In the items below, how many lines contain the word "pink"? Reply with the number only.

(Dataset rows showing where objects appear)
▬▬▬▬▬▬

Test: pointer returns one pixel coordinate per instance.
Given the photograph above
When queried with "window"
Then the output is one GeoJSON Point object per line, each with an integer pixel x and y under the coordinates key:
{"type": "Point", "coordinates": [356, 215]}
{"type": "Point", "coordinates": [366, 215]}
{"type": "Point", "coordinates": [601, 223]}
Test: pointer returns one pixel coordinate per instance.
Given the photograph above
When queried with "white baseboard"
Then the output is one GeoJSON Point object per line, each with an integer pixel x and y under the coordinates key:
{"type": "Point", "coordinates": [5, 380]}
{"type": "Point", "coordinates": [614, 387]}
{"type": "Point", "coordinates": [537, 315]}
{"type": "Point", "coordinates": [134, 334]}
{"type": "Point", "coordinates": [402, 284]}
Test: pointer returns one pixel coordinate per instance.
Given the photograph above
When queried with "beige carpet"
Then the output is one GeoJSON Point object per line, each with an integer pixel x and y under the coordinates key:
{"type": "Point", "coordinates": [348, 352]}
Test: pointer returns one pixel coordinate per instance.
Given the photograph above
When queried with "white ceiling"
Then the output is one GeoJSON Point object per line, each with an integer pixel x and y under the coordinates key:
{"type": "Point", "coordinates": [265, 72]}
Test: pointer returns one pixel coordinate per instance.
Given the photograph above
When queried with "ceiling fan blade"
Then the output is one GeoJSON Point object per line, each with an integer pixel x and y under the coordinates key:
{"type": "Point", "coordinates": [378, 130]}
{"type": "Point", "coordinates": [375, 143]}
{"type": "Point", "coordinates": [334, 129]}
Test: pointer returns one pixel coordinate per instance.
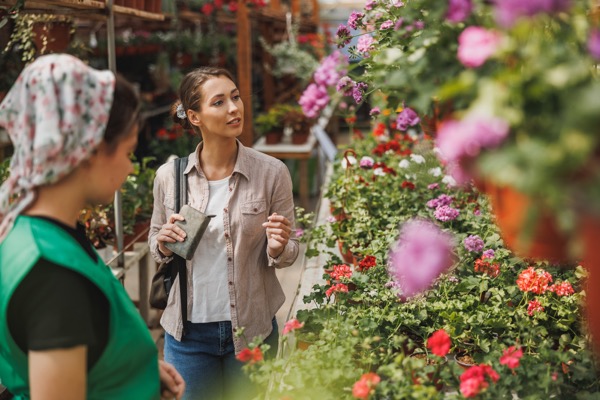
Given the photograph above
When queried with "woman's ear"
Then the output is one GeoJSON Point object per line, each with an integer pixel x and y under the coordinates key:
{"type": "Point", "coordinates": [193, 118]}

▬▬▬▬▬▬

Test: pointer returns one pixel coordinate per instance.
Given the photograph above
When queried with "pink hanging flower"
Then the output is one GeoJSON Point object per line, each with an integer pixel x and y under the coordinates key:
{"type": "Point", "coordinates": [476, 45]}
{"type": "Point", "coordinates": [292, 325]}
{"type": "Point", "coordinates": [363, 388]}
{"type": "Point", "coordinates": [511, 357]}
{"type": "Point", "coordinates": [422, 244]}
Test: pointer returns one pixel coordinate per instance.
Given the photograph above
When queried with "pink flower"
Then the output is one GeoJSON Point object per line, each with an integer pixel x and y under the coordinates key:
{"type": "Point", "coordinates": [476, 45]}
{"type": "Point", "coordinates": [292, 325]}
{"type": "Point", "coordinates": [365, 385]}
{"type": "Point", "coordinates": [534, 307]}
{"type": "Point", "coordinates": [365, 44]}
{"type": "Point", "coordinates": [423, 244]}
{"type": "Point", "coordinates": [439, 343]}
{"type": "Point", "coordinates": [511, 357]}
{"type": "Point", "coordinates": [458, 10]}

▬▬▬▬▬▬

§ **RESPONSE FOR THIS EXERCISE**: 2